* Problem to work on: Please reproduce every one of the entries below word for word.

Entries from an annotation dataset:
## begin

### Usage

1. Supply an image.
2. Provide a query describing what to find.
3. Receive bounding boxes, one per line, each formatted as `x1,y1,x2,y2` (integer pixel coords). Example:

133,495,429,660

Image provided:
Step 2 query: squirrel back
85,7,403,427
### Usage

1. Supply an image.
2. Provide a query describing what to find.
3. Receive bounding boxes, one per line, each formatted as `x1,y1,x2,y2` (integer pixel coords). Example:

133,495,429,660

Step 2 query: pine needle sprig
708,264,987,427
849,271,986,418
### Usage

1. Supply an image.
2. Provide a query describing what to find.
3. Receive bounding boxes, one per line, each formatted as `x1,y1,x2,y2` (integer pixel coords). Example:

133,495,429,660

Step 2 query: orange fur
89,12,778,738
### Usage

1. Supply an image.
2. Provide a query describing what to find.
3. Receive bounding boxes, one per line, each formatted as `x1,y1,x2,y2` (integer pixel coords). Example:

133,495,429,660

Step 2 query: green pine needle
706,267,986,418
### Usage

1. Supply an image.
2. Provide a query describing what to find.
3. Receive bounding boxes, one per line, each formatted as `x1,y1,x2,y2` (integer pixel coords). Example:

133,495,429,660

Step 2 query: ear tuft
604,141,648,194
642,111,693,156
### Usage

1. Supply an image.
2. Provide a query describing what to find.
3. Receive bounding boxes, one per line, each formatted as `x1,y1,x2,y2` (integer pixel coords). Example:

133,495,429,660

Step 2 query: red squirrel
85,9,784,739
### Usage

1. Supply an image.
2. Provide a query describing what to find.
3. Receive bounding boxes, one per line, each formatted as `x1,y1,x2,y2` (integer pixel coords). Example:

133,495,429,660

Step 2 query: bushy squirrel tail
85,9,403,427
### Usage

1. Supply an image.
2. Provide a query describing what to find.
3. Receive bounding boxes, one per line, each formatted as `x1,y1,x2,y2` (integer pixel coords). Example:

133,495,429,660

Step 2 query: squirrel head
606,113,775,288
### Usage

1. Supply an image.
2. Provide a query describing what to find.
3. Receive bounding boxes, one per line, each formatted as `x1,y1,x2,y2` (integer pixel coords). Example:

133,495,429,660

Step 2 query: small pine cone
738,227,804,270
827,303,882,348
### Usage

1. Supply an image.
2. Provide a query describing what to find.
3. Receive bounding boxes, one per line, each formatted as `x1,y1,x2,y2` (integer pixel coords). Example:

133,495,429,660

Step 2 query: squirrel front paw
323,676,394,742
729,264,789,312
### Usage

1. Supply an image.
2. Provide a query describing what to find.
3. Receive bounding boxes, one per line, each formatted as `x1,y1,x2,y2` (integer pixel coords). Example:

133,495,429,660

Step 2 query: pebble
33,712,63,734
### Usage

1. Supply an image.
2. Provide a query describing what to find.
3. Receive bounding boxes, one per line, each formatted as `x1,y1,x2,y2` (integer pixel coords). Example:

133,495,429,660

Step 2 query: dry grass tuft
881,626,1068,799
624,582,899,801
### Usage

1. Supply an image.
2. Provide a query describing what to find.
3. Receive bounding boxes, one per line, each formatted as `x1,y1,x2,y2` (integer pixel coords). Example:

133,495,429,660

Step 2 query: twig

## end

* Completed task:
### Usage

1. Supply an image.
2. Provide a query describing what to find.
3. Receive bounding boxes, one per line, each formatted as `x1,y1,x2,y2` (integer pixel coords). Example:

133,495,429,660

Image provided:
Step 2 query: squirrel back
85,7,403,427
### Usage

1. Supply an image.
2. Provide a query describing what to find.
3. Receive bounding boxes, one per line, each formatted as `x1,y1,x2,y2` (integer pixel coords). Example:

133,495,429,660

Step 2 query: pine needle sprig
708,264,987,427
849,271,986,418
### Usage

1. Supply an image.
2. Provide a query describing what to find.
3. Receive bounding boxes, one per line, each formatted as `x1,y1,x2,y2` (integer pixel coords). Example:

133,495,429,660

Step 2 query: orange fur
89,12,778,738
### Usage

1. Supply an image.
2. Provide a query describing what to find.
3. Receive bounding boxes, one per line, each formatted as `x1,y1,x2,y2` (integer pixel coords). Example:

133,495,429,660

Step 2 query: green pine needle
706,267,986,418
### Usage

1. Supply an image.
2. Provide a query describing what to find.
3. Receive bounding boxes, one per line, each formatted as `x1,y1,x2,y2` (integer pixel coords). Example:

133,495,429,660

Step 2 query: ear tuft
604,141,648,194
642,111,693,156
### Usage

1. Supply an image.
2. Provide a query describing what to find.
3. Receive bounding boxes, one per line, each formatted as `x1,y1,x2,y2` (integer pixel coords). Example:

133,495,429,660

Step 2 query: red squirrel
85,9,784,739
### Usage

1. Supply an image.
2. Provide a query describing what to find.
3. Receive bounding boxes, one per line, each formatted as `x1,y1,x2,y2` (integer pixel coords). Example:

133,495,429,660

Step 2 query: bushy squirrel tail
85,9,403,427
### Usage

1. Supply an image.
2. Provide a query describing what to find.
3. Receive bounding boxes, one per line, each formatted as `x1,y1,x2,y2` (integer pixel coords). Example:

133,495,429,660

Step 2 query: squirrel head
606,113,775,288
### Usage

1. Supply an image.
2. Provide a query describing what to find.
3. Receive bounding boxes, one per line, each formatted as `x1,y1,x2,y2` (integer pixel coords). Example:

133,495,429,660

Step 2 query: small pine cone
738,227,804,270
827,303,882,348
### Usage

1. Supply an image.
2. Provide a query describing what to find.
3. Receive bounding boxes, one per line, each formatted as `x1,y1,x2,y2` (integer pixel coords). Example:

133,495,429,660

Step 2 query: squirrel front paw
323,676,394,742
729,264,789,312
### Usage

1. Supply an image.
2. Provide a query describing what to find.
3. Receive bounding boxes, one per line, each formatted as `x1,y1,x2,y2` (integer pixel coords). Example:

133,495,429,660

Step 2 query: pebble
33,712,63,734
### Usage

1. Supply an image.
2. Provide a query describing what to find.
3. Receive bounding boxes, one per line, each formatted as `x1,y1,x2,y2` (integer pixel coords). Example:

133,495,429,660

Step 2 query: dry grass tuft
881,626,1068,799
624,582,899,801
### Usage

1. Supply an image.
2. Provide a query describing what to find.
3. Receive bounding boxes, one per line, each formatted as `x1,y1,x2,y2` (integer pixel coords). Example:

133,495,429,660

Step 2 query: twig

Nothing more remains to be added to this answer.